= GOAL =
Return verbatim the run of lines that opens with the line holding "Pick out the information" and closes with the last line of the records.

Excerpts from point annotation data:
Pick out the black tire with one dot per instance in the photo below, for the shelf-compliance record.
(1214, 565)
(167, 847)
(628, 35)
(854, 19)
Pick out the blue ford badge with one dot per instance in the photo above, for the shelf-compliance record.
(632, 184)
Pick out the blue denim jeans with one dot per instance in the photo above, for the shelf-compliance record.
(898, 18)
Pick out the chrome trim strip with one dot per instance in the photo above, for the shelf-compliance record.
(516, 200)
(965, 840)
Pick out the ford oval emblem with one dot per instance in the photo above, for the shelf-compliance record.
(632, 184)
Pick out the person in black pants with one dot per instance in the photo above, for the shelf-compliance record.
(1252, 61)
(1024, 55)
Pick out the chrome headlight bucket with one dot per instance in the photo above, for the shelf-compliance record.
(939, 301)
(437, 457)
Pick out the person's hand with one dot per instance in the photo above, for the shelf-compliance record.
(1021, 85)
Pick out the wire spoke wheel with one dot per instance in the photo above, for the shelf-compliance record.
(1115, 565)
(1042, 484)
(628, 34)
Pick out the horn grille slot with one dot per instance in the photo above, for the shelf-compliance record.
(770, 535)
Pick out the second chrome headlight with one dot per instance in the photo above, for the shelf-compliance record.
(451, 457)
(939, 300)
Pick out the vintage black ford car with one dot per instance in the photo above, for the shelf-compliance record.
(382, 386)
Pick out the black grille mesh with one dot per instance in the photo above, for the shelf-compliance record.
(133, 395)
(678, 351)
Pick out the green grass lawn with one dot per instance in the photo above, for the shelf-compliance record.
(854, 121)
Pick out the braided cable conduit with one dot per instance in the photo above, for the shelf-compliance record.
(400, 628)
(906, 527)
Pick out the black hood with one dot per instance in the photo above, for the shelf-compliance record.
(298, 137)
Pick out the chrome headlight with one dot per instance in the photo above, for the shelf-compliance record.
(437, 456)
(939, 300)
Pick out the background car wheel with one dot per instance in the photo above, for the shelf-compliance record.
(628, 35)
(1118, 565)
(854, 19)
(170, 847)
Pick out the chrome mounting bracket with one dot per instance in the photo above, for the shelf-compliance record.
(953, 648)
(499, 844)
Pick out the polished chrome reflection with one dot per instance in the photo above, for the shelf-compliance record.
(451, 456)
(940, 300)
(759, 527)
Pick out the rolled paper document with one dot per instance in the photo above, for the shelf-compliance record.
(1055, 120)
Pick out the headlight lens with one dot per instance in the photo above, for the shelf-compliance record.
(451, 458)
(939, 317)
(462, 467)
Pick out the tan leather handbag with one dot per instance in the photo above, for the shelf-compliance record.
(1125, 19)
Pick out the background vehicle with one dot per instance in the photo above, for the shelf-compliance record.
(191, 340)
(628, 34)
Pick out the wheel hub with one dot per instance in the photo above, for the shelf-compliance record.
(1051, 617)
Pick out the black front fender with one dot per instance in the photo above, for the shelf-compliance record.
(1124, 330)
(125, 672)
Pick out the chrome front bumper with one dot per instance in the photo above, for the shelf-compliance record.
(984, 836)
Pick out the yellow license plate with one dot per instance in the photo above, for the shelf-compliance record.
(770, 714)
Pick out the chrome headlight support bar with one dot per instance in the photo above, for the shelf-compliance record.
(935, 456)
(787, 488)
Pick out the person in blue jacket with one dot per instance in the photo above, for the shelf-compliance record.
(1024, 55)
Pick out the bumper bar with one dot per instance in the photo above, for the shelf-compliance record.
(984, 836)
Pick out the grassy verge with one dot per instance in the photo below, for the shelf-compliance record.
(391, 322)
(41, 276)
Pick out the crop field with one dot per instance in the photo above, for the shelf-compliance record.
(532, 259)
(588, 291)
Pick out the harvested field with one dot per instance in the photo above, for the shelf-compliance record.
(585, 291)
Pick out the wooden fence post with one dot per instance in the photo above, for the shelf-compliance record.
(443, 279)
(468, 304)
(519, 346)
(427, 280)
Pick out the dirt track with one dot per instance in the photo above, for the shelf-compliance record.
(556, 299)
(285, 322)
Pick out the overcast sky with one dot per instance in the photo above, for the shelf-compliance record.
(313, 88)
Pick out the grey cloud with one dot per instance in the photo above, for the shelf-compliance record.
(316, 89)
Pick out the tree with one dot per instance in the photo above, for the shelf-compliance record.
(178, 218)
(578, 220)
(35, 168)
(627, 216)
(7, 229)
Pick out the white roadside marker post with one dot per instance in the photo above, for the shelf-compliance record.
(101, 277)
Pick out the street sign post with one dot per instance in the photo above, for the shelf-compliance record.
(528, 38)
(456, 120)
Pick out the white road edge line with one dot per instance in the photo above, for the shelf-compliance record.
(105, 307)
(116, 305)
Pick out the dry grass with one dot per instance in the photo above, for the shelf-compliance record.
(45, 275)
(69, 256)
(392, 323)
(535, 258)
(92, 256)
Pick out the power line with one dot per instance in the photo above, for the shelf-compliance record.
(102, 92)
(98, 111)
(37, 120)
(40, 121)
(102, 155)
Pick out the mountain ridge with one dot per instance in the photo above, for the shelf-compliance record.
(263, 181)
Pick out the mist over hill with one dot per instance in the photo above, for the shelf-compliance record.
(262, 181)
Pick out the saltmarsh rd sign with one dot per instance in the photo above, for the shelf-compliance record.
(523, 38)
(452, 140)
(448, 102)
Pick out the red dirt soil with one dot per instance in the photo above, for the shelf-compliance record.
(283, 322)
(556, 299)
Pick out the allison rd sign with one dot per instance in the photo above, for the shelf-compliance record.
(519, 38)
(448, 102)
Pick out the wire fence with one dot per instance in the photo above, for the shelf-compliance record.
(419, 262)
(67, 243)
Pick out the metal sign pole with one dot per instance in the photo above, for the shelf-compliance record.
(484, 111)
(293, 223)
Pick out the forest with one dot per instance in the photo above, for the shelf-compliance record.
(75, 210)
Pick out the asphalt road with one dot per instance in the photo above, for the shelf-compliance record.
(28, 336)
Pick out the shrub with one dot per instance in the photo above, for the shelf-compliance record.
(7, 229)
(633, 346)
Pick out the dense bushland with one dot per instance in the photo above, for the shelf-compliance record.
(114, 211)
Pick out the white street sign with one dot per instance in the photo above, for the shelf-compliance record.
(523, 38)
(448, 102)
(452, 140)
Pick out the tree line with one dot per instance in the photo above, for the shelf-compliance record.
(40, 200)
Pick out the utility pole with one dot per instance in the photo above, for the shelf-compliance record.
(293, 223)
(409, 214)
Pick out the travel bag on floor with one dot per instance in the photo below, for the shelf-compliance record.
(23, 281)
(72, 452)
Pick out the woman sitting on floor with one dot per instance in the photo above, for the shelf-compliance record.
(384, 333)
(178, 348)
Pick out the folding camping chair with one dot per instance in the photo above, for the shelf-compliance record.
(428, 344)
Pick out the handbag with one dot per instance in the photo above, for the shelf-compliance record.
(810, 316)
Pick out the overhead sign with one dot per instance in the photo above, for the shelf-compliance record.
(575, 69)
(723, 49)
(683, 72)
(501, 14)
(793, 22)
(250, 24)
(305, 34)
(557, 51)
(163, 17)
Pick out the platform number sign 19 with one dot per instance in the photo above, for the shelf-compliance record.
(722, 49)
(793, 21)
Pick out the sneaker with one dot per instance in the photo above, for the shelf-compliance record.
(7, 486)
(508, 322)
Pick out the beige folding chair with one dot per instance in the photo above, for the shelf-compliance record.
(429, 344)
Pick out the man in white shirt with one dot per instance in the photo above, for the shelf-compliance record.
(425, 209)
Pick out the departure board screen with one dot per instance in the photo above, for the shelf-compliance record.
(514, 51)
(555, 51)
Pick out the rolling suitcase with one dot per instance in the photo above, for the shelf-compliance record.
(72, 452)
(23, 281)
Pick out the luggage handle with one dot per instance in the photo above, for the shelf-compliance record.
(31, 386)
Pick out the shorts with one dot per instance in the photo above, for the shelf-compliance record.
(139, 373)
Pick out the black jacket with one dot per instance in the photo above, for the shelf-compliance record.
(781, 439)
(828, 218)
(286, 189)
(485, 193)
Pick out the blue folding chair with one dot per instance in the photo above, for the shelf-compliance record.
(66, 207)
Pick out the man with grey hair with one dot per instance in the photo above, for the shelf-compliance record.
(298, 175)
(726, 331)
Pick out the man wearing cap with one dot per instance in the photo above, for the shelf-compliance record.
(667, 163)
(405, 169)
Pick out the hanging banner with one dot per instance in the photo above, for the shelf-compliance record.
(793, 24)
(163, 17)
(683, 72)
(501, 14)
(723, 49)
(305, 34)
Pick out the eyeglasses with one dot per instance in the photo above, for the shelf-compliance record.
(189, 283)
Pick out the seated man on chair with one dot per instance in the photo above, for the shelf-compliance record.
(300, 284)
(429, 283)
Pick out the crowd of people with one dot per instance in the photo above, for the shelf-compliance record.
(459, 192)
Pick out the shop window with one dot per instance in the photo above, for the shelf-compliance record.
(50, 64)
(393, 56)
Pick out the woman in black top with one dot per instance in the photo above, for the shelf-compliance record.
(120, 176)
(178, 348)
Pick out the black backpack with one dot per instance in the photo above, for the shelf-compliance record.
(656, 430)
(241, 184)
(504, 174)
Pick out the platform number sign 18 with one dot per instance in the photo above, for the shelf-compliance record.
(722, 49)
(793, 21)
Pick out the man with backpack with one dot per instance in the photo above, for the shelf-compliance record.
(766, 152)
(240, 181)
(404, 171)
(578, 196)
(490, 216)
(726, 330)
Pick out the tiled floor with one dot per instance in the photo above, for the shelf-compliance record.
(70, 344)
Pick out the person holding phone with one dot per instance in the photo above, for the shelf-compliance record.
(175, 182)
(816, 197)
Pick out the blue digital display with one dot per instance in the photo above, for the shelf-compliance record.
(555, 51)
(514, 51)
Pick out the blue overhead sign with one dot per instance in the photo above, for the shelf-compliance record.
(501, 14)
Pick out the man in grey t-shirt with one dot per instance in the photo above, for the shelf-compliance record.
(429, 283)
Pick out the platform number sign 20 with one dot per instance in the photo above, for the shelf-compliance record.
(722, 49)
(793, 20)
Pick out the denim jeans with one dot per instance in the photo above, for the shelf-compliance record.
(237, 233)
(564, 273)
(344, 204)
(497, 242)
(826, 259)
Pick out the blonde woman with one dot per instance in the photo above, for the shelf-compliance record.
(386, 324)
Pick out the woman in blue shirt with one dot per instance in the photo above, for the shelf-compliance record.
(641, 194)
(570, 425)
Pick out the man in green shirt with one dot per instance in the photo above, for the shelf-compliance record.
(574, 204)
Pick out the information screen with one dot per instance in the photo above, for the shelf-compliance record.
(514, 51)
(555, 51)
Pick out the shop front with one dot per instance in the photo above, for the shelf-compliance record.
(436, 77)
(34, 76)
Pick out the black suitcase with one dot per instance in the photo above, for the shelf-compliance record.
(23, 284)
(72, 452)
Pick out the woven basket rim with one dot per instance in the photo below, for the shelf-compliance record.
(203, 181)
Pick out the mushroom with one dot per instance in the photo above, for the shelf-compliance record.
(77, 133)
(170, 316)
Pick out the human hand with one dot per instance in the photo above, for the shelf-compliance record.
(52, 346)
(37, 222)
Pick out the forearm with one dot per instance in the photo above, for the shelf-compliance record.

= SOLUTION =
Pick out the information screen with one dot per instance in the photo above, for the shelf-compliance record.
(514, 51)
(555, 51)
Pick out the shop front with one dot per instance in the photo above, for the shelf-compliance record.
(436, 77)
(34, 76)
Pick out the black suitcase with one dot per instance in the photo above, for the shelf-compliance record.
(23, 284)
(72, 452)
Pick out the woven basket rim with one dot per instance in the photo below, for the shelf-compliance record.
(203, 181)
Pick out the mushroom with one dot per instance in the photo above, for the shelf-compliance record.
(77, 133)
(170, 316)
Pick out the human hand with one dot per instance in the photo above, for the shelf-compliance record.
(52, 346)
(37, 222)
Pick out the forearm with one dot per instance in the photo above, for the shelf-compliance record.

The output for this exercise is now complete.